* [Task brief]:
Please print every record exactly as it stands, leaving out the pictures.

═════ Materials provided

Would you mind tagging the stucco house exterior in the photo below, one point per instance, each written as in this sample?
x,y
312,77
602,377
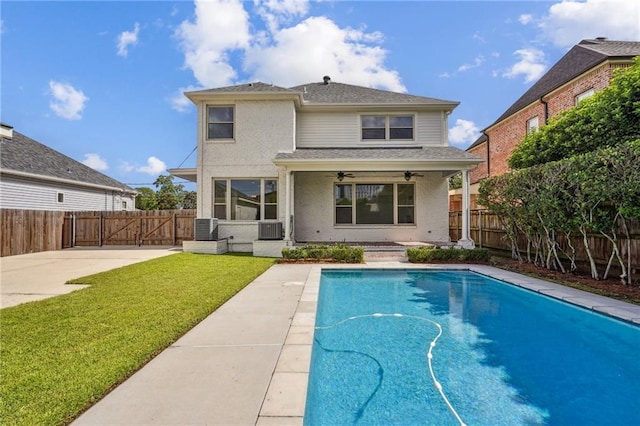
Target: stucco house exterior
x,y
36,177
330,162
585,69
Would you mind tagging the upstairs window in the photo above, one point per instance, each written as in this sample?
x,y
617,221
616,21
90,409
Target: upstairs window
x,y
220,122
532,125
584,95
387,127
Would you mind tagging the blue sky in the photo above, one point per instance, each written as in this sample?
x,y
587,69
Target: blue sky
x,y
102,81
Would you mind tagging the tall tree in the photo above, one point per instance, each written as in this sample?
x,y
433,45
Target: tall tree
x,y
146,199
169,195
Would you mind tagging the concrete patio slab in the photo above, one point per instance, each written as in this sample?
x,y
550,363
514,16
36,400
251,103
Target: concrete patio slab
x,y
36,276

══════════

* [Response to the task]:
Would you mind tagging the stucco house exterior in the photo below, one point per instance, each written as in this sample?
x,y
312,77
602,377
Target: stucco house exterior
x,y
36,177
330,162
585,69
Would you mind tagging the upstairs window in the photo above, one point per instance, each written as in this sample?
x,y
617,221
616,21
90,409
Target: upstairs window
x,y
220,122
532,125
584,95
387,127
Would you mind tagging the blue sky in the photo above, one point per instance, each written as in this sample?
x,y
587,69
Target: blue sky
x,y
102,81
Would you mind tagging the tall tree in the photo above, one point per instance, each written as in this sample?
x,y
433,45
Target: tall tree
x,y
146,199
169,195
Would you mind tagging the concrete patio slab in the photo above, one point per instance, each written as in this sample?
x,y
550,363
514,16
36,400
251,103
Target: concrete patio slab
x,y
36,276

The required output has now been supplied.